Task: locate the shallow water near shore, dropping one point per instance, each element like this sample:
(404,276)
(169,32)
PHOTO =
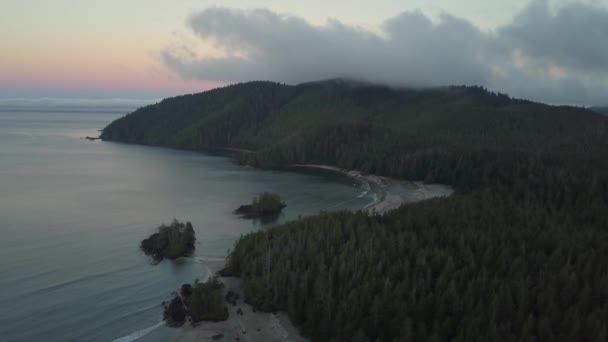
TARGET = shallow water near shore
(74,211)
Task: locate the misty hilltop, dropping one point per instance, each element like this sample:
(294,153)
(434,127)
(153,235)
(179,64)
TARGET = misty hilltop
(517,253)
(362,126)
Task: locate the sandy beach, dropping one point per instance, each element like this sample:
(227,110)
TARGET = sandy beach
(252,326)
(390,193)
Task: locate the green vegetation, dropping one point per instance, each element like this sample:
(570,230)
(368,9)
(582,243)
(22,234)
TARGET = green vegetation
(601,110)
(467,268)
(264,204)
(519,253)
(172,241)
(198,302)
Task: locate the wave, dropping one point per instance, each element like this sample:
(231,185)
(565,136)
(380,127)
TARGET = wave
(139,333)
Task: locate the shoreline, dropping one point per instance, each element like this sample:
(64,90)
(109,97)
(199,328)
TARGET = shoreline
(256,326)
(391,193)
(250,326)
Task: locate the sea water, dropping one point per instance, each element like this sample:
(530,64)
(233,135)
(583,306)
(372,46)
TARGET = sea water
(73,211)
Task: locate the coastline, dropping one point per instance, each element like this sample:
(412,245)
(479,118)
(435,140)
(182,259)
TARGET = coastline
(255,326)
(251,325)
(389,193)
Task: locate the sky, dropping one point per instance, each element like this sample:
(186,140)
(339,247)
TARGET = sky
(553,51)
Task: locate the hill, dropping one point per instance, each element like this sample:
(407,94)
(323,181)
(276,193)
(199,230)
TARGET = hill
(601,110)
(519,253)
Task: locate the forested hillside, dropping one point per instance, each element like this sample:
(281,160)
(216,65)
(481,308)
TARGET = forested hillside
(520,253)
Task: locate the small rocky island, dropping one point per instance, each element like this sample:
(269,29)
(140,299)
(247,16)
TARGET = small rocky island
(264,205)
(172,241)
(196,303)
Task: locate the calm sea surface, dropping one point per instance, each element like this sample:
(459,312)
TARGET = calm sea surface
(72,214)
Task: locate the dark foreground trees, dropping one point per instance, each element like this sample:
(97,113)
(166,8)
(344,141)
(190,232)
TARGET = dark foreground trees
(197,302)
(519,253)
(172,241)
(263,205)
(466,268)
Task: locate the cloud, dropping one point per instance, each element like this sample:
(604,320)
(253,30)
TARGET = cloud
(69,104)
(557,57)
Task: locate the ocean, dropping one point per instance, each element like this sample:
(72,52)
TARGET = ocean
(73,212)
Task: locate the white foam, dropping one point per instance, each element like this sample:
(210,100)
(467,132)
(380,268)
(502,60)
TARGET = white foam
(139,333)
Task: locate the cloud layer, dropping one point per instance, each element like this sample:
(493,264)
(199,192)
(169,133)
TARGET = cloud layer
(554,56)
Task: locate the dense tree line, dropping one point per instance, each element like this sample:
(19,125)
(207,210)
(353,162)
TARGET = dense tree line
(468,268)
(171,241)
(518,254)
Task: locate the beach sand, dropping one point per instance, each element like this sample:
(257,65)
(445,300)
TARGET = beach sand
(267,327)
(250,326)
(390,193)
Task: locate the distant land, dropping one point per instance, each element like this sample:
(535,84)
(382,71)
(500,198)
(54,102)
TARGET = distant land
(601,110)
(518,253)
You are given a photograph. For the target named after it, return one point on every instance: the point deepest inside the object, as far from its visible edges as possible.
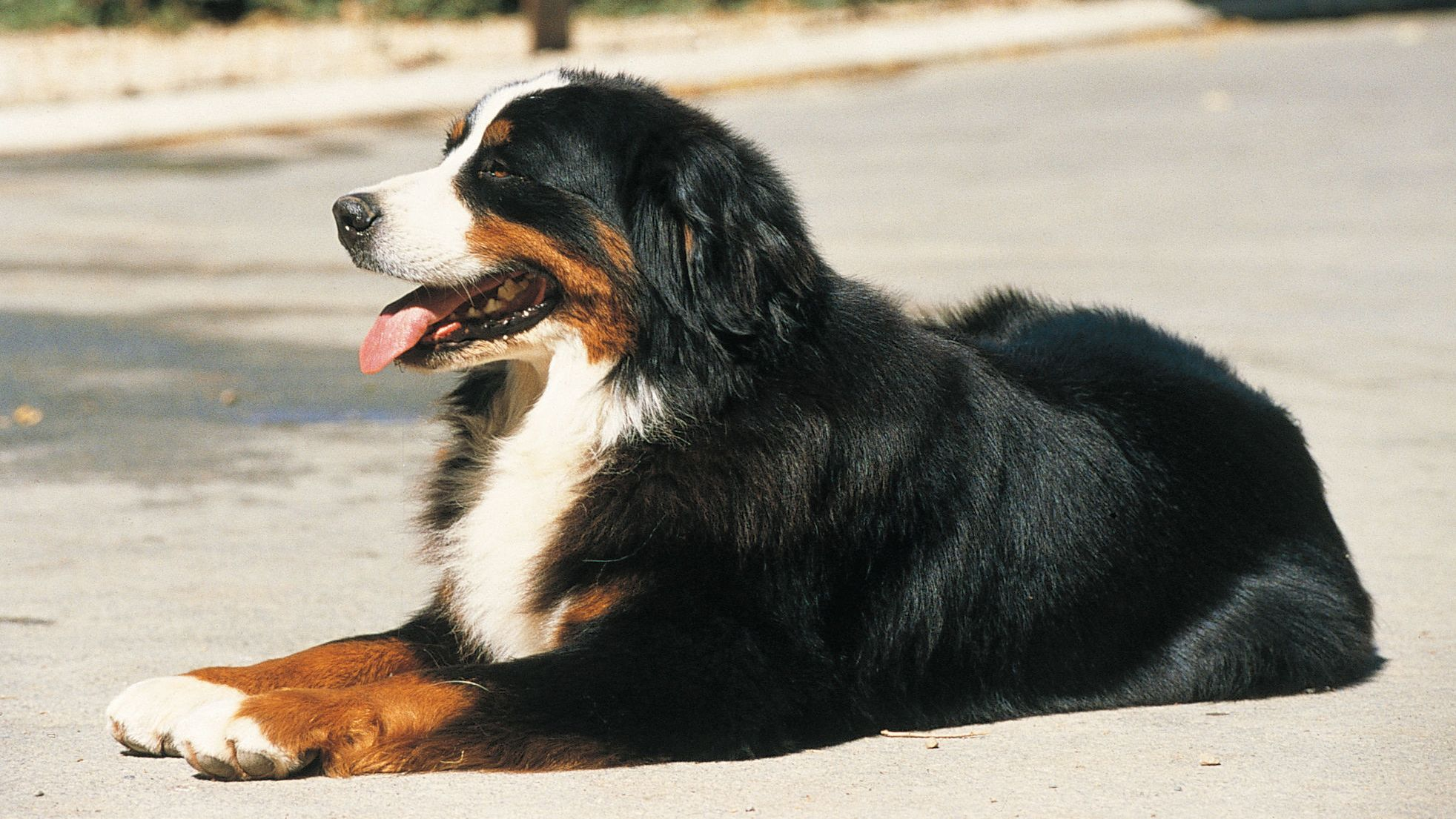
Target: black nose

◆ Directions for this task: Switch every "dropping" in the listing above to "placing" and write the listing out again with everything else unchanged. Leave the pictures out.

◆ Reply:
Task: locate the shallow water near shore, placing one point per instance, each element like this sample:
(404,276)
(169,32)
PHOTO =
TARGET = shallow water near shore
(74,211)
Task: locate the misty hilltop, placing one point per instance, each element like this sample:
(294,153)
(434,127)
(153,235)
(179,64)
TARGET = misty hilltop
(517,253)
(362,126)
Task: locate the sandy beach, placing one point per instance, each element like this sample:
(227,110)
TARGET = sandy beach
(252,326)
(390,193)
Task: locate the green vegetation, placing one point per instance, each element like this sample:
(570,230)
(368,9)
(582,243)
(22,234)
TARGET = green vegetation
(601,110)
(467,268)
(264,204)
(519,253)
(172,241)
(198,302)
Task: locate the wave, placing one point per instance, each element like this sample:
(231,185)
(565,136)
(380,127)
TARGET = wave
(139,333)
Task: locate the shoreline, placing one point per instance, each element like this sample:
(64,90)
(109,97)
(199,328)
TARGET = shoreline
(256,326)
(391,193)
(250,326)
Task: locate the sea water, placing one point per instance, each element like this sample:
(530,64)
(233,135)
(583,306)
(372,46)
TARGET = sea water
(73,211)
Task: locate the coastline, placing one point per instance, each element like this sample:
(412,245)
(479,118)
(435,140)
(182,259)
TARGET = coastline
(255,326)
(251,325)
(389,193)
Task: locate the sky, placing one point per instance, each element like this sample:
(186,140)
(339,247)
TARGET = sky
(553,51)
Task: locate the hill, placing one point per instance, each element like this sample:
(407,94)
(323,181)
(276,193)
(199,230)
TARGET = hill
(601,110)
(519,253)
Task: locate the forested hillside, placing one point per instance, each element like this sample:
(281,160)
(216,65)
(481,308)
TARGET = forested hillside
(520,253)
Task: locate the small rocky island, placing one point per instance, each element like this sample:
(269,29)
(140,299)
(247,16)
TARGET = small rocky island
(264,205)
(172,241)
(196,303)
Task: locate the calm sea surface, placing one point per instance, each element like this sample:
(459,312)
TARGET = calm sea surface
(72,214)
Task: locate the dark foreground trees, placing one point per instance, each element like this sample:
(97,113)
(166,8)
(344,141)
(190,232)
TARGET = dark foreground trees
(197,302)
(519,253)
(172,241)
(263,205)
(466,268)
Task: locate the cloud, placing one point per instance, each element like this sample:
(604,320)
(253,30)
TARGET = cloud
(69,104)
(557,57)
Task: locate the ocean, placing one point per instance, each element like this sample:
(72,52)
TARGET = ocean
(73,212)
Task: locate the white foam, placing one point per instance, each element like this sample:
(210,100)
(467,132)
(380,268)
(502,60)
TARGET = white foam
(139,333)
Task: locate the cloud layer, placing one point per instance, each element like this sample:
(493,264)
(199,192)
(169,133)
TARGET = cloud layer
(554,56)
Task: locate the dense tree line, placing one point per instance, each element like this sample:
(19,125)
(207,210)
(353,162)
TARGET = dense tree line
(468,268)
(171,241)
(518,254)
Task: locate the beach sand, placing one point per instance, each element like this sample:
(257,65)
(445,300)
TARGET = beach sand
(267,327)
(250,326)
(390,193)
Task: locate the distant land, placing one point per instance, each element like this sample:
(535,84)
(382,71)
(500,198)
(54,102)
TARGET = distant land
(601,110)
(518,253)
You are given a photograph. For the target named after it, return one point on every instance: the point deepest inside the object, as far from its visible edges as possible.
Target: black nose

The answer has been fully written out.